Extracted text »
— begin —
Britain's government has spent five years trying to gag Mike Coburn. His account of an SAS mission that went wrong is more about truth than heroics, reports Nick Ryan.
Bravo Two Zero. For many people those three words conjure up the image of the soldier hero: the special-forces trooper - the kind of cool-minded killer who could go anywhere and seemingly do just about anything. It was the call sign for a British Special Air Service (SAS) patrol during a mission in the 1991 Gulf War that was "compromised" behind enemy lines. Three of the eight-man team were killed, and four captured and tortured, while trying to destroy Scud missile launchers in north-west Iraq. One managed to escape by foot across the desert into Syria.
For Andy McNab, the patrol's leader, and Chris Ryan, the soldier who escaped - both names are pseudonyms - the military blunders led, ultimately, to remarkable financial success. Bravo Two Zero, McNab's lionised account of the mission, which was published in 1993, sold millions of copies and launched a slew of copycats. Ryan followed with his story, entitled The One That Got Away.
Vetted and approved by Britain's Ministry of Defence (MoD), the books have become an almost sacred part of British military and public myth. Even now posters on the London Underground proclaim the virtues of McNab's latest novel, while Ryan has been busy fronting a BBC television series and promoting an exercise guide.
For some, though, the memories of that time refuse to die. For the family of the late Sergeant Vince Phillips in particular, who have had to live with his vilification, particularly in Ryan's book, for "compromising" the patrol by failing to kill a young goatherd and for seeming to "give up" after they were split and the men tired. Others, too, have been haunted by such memories: those who have so far kept silent.
— end —
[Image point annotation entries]
— begin —
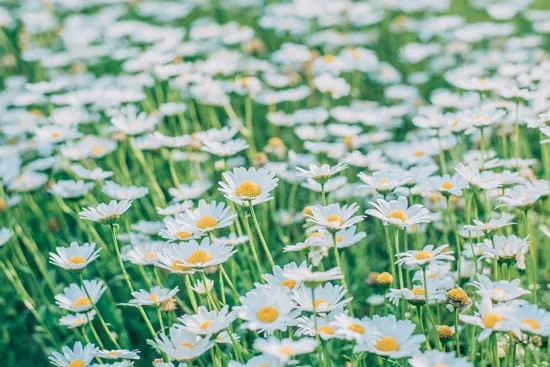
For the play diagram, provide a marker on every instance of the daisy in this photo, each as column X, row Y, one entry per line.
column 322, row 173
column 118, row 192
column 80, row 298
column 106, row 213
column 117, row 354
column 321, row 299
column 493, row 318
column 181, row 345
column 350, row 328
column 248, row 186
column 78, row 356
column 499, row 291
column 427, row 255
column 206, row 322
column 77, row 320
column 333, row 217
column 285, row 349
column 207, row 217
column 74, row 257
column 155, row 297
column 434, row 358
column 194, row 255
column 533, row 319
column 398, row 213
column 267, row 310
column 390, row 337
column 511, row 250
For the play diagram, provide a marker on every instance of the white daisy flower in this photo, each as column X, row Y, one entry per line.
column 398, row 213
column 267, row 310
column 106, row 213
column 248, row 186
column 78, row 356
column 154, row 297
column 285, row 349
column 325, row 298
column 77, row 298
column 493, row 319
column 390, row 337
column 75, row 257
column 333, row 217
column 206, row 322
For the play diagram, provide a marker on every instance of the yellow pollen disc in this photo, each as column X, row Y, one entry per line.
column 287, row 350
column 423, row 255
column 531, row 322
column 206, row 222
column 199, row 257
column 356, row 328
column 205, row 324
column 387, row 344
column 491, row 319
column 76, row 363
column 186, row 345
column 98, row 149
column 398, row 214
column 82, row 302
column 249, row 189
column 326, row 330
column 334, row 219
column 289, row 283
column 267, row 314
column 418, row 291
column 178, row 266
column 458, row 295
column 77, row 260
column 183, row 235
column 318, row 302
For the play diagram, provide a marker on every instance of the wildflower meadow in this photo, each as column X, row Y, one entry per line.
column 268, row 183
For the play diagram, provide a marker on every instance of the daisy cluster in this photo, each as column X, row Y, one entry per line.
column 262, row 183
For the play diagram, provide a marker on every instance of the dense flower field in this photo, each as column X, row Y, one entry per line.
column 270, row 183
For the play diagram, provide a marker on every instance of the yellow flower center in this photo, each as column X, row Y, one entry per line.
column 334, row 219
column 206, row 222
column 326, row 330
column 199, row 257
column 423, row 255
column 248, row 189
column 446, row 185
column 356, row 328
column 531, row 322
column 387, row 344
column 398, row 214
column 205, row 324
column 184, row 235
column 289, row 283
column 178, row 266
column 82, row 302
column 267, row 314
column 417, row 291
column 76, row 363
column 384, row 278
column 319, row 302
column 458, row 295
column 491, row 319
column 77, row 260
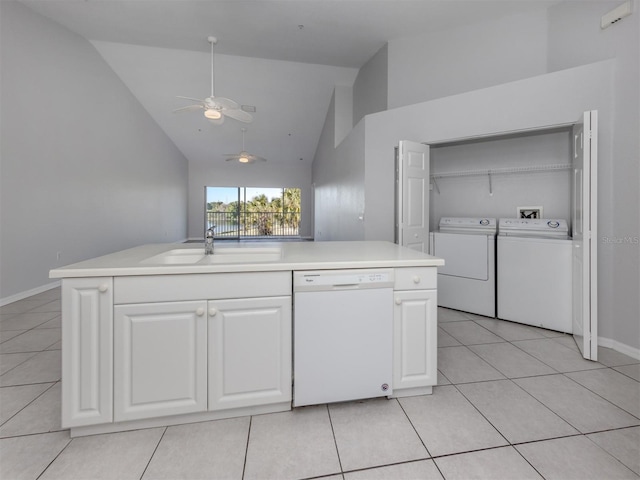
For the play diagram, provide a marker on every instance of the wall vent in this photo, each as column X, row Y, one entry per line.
— end —
— begin —
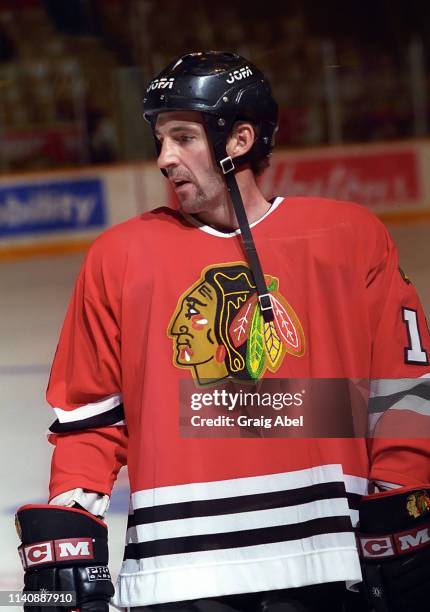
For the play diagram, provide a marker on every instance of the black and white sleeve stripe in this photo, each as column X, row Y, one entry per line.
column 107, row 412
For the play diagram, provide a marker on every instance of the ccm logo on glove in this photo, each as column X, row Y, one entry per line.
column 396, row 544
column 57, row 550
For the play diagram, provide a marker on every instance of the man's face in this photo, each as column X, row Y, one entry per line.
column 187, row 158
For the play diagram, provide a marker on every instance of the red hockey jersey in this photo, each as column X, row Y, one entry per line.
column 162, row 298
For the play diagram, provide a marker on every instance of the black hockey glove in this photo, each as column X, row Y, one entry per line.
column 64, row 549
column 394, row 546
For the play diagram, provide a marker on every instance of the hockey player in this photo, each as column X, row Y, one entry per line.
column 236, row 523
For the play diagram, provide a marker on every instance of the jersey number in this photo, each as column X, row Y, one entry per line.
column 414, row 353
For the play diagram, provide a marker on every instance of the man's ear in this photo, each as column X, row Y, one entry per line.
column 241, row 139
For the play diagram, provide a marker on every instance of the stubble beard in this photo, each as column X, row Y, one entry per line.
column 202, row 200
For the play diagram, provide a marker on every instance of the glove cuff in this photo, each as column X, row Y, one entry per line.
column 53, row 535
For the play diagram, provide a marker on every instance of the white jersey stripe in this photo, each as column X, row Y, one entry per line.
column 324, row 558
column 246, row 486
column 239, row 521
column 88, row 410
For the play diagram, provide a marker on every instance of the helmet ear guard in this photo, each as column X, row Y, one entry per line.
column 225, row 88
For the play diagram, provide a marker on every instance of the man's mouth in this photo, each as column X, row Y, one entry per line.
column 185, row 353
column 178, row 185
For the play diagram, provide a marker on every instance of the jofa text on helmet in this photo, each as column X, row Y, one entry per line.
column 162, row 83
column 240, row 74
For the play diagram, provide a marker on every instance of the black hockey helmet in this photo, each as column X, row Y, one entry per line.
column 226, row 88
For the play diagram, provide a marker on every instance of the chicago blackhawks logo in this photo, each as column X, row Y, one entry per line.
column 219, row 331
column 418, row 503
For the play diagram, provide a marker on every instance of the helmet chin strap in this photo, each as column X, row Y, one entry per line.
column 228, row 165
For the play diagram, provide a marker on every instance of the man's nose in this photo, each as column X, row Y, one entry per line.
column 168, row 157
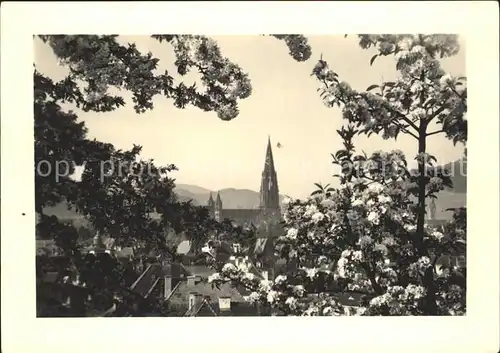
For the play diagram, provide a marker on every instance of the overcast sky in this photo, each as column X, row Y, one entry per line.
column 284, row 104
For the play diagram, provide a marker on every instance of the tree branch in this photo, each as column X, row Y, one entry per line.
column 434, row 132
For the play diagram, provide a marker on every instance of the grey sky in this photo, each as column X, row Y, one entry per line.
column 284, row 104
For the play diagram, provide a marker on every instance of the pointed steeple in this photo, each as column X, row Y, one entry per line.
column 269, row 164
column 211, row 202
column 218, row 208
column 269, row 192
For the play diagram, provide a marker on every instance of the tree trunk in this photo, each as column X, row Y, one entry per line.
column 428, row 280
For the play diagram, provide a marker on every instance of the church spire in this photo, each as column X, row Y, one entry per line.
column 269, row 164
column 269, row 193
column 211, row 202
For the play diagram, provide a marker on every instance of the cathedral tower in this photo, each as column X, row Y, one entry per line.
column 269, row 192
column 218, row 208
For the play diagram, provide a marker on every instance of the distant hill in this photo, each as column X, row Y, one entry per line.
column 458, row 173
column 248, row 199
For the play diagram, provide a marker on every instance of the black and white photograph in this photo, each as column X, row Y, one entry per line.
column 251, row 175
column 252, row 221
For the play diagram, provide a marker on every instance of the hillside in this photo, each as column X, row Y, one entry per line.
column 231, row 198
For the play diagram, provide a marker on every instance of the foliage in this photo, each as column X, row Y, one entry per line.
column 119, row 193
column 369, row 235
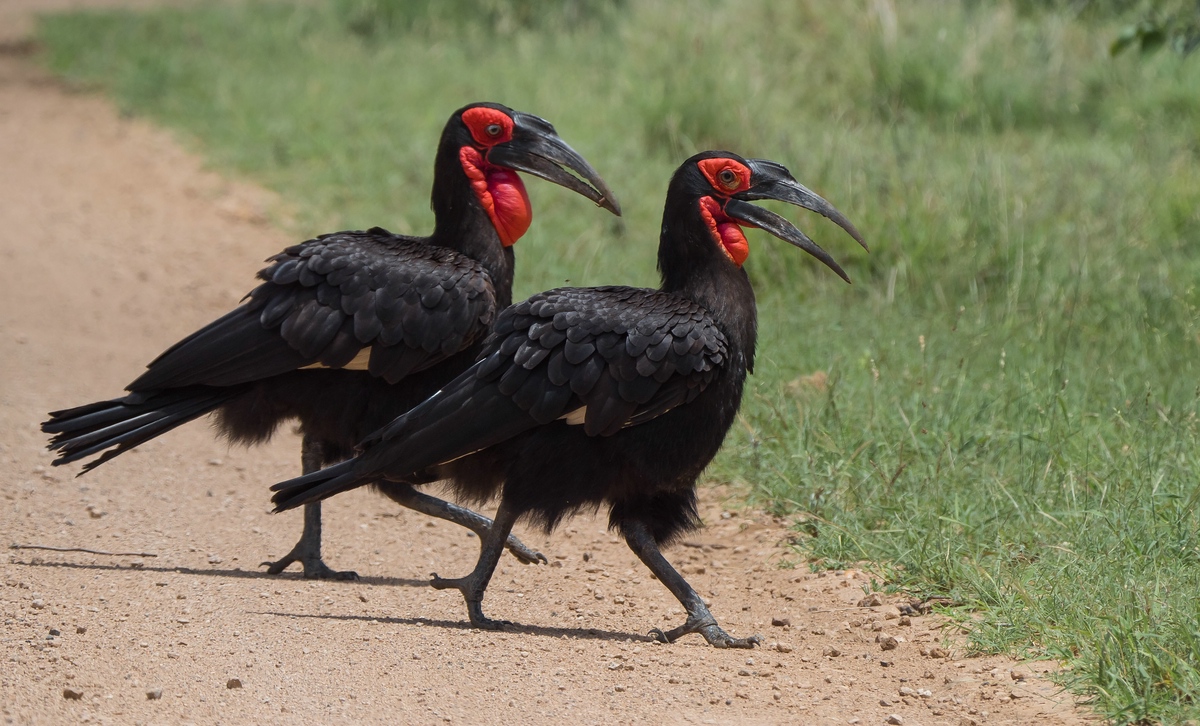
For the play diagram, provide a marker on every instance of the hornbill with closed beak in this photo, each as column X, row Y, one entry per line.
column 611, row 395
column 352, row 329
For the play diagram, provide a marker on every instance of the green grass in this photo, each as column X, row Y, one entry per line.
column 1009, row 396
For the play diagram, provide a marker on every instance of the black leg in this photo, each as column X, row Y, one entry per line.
— end —
Stated task 1 » Quote the Bravo Two Zero article from "For Andy McNab, the" up to and including "an exercise guide.".
Stated task 2 » According to the Bravo Two Zero article, in what year was McNab's account of the mission published?
Stated task 3 » Summarize the Bravo Two Zero article in two sentences.

Correct response 1 »
For Andy McNab, the patrol's leader, and Chris Ryan, the soldier who escaped - both names are pseudonyms - the military blunders led, ultimately, to remarkable financial success. Bravo Two Zero, McNab's lionised account of the mission, which was published in 1993, sold millions of copies and launched a slew of copycats. Ryan followed with his story, entitled The One That Got Away.
Vetted and approved by Britain's Ministry of Defence (MoD), the books have become an almost sacred part of British military and public myth. Even now posters on the London Underground proclaim the virtues of McNab's latest novel, while Ryan has been busy fronting a BBC television series and promoting an exercise guide.

Correct response 2 » 1993

Correct response 3 » During the 1991 Gulf War, the SAS patrol Bravo Two Zero was compromised behind enemy lines in north-west Iraq, and of its eight men three were killed, four were captured and tortured, and one escaped on foot into Syria. Patrol leader Andy McNab and escapee Chris Ryan achieved great financial success with their MoD-approved books, while the family of the late Sergeant Vince Phillips has had to live with his vilification, particularly in Ryan's book.